Brano fornito:

────────────────

Chissà quante volte Ayo Dosunmu avrà sognato, negli anni della sua adolescenza, di uscire tra gli applausi dello United Center, la “Mecca cestistica” per tutti i ragazzi di Chicago come lui.
È quello che è successo lo scorso 11 gennaio, quando l’ex stella dei licei ragazzo della “Città del Vento” è stata salutata per il contributo decisivo nella vittoria su Detroit. Una sfida sempre di un certo fascino, quella tra Bulls e Pistons, sebbene quest’anno il divario sia abissale.
La partita, per Dosunmu, significava soprattutto il confronto con Cade Cunningham, la prima scelta assoluta dell’ultimo Draft. Per una volta, il migliore è stato l’outsider, quel Dosunmu scelto al secondo giro. Oltre a segnare 10 punti, Ayo ha guidato la difesa dei Bulls, limitando Cunningham a un misero 3/11 dal campo e 6 palle perse.


Nell’ultimo mese, complici gli infortuni a Zach LaVine, Alex Caruso e Lonzo Ball, ha guadagnato sempre più spazio, ripagando la fiducia di coach Donovan con ottime prestazioni. I 21 punti (assieme a 10 assist) contro i Celtics, i 18 punti riservati a Wizards e Cavs, i 14 segnati contro Atlanta, i 15 segnati a Memphis, il career high di 24 punti stabilito contro OKC sono solo alcune delle imprese del giovane Ayo, che a gennaio viaggia a oltre 10 punti e 3 assist di media, con un eloquente 53% dal campo e un ancor più sbalorditivo 46% da tre punti.
Statistiche interessanti, ma che diventano sbalorditive quando fa parte dello “starting five”: 12 punti, 5 rimbalzi e 6 assist, con 60% dal campo e 46% da tre. Davvero stupefacente, anche per chi lo ha seguito lungo la sua carriera a Illinois, dove si era messo in luce come uno degli esterni più versatili ed efficaci del panorama collegiale.
Ancora una volta, una perla scovata al secondo giro del Draft, sempre più croce e delizia per scout e general manager, così focalizzati dal ricercare giovani dall’elevato potenziale (o “ceiling”, se vogliamo usare un termine molto in voga) dal sottovalutare i profili più esperti e compiuti.
Nel record dei Bulls c’è anche un pizzico di Dosunmu, fino a qualche anno fa uno dei tanti tifosi che adesso lo acclamano.


CENTRO DI GRAVITA’ PREMANENTE

A Miami la stagione sta andando proprio come si aspettavano. La campagna acquisti estiva era il segnale che la dirigenza ambiva a infastidire Milwaukee e Brooklyn, e il primo posto nella Eastern è la migliore delle conferme, soprattutto perché gli Heat hanno giocato larga parte della stagione senza Bam Adebayo.

────────────────

Dati registrati:
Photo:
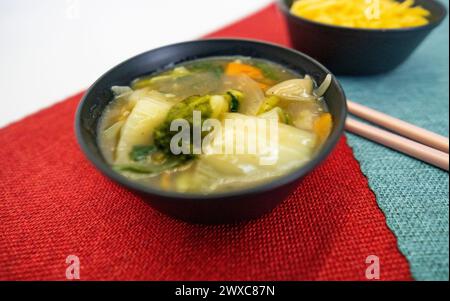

────────────────

Compiti da svolgere:
• A. Rispondi a queste domande usando il brano sul basket NBA:
(i) Contro quale squadra Dosunmu ha stabilito il suo career high di 24 punti?
(ii) In quale università ha giocato Dosunmu prima dell'NBA?
(iii) Senza quale giocatore gli Heat hanno disputato larga parte della stagione?
• B. Riporta parola per parola il tratto del brano sul basket NBA che comincia con "CENTRO DI GRAVITA’" e finisce con "senza Bam Adebayo.".
• C. Prosegui il brano sul basket NBA a partire dall'ultima frase riportata.

Risposte ai compiti:
• A.
(i) Contro OKC.
(ii) A Illinois.
(iii) Senza Bam Adebayo.

• B.
CENTRO DI GRAVITA’ PREMANENTE

A Miami la stagione sta andando proprio come si aspettavano. La campagna acquisti estiva era il segnale che la dirigenza ambiva a infastidire Milwaukee e Brooklyn, e il primo posto nella Eastern è la migliore delle conferme, soprattutto perché gli Heat hanno giocato larga parte della stagione senza Bam Adebayo.

• C.
Un risultato che non sarebbe stato possibile se, per ovviare all’assenza del suo centro, Erik Spoelstra non avesse avuto l’apporto offerto da Omer Yurtseven. Il centro nativo di Istanbul aveva fatto benissimo nella Summer League e in Pre-Season, facendo alzare qualche sopracciglio nella lega. Gli scettici non avevano mancato di far notare come si trattasse pur sempre di basket estivo, ma i risultati finora collezionati dal turco sono la prova che l’istinto per il rimbalzo, le mani morbide, il tempismo nel pick and roll sono qualità spendibili anche tra i grandi della NBA.
Omer era arrivato negli States nel 2016 per giocare a North Carolina State, dove si era messo in luce per i fondamentali in post e l’impatto nelle aree pitturate della ACC, ma poi aveva deciso di trasferirsi a Georgetown. Un anno alla “Università dei Centri” (come era soprannominata negli anni 90, visti i trascorsi di Patrick Ewing, Dikembe Mutombo e Alonzo Mourning, ndr) non è bastato per impressionare gli scout, così al Draft del 2020 non è stato scelto.


Dopo l’esperienza a OKC, questa estate, come detto, la grande occasione che Omer non ha sprecato: prima è riuscito a “fare la squadra”, adesso, complici gli infortuni, puo’ contare ben 10 partenze in quintetto per gli Heat.
A gennaio viaggia quasi in “doppia doppia” (10,6 punti e 9,9 rimbalzi di media), con le perle rappresentate dai 22 punti e 16 rimbalzi contro i Kings e, soprattutto, i 22 punti e 11 rimbalzi contro Phila e Joel Embiid.
Un rendimento sorprendente, che rasenta l’incredibile quando Omer viene schierato nello “starting five”, visto che le cifre esplodono a 14 punti e altrettanti rimbalzi.
Ancora una volta, un giocatore scoperto nel sottobosco della lega, proprio come quell’Hassan Whiteside che a Miami firmarono con un contratto da oltre 100 milioni di dollari dopo averlo trovato “sul marciapiede”.


TOP 5

  1. Evan Mobley: le statistiche premiano altri compagni di “nidiata”, ma il record di Cleveland deve molto all’arrivo in Ohio dello splendido talento californiano.
  2. Franz Wagner: sotto traccia come sempre, ma in tanti si sono accorti dell’estrema completezza dell’ex Michigan.
  3. Cade Cunningham: l’inesorabile ascesa di Cade lo ha già fatto diventare il miglior realizzatore tra le matricole.
  4. Scottie Barnes: energia e intensità, ha anche aggiornato il career-high contro Washington.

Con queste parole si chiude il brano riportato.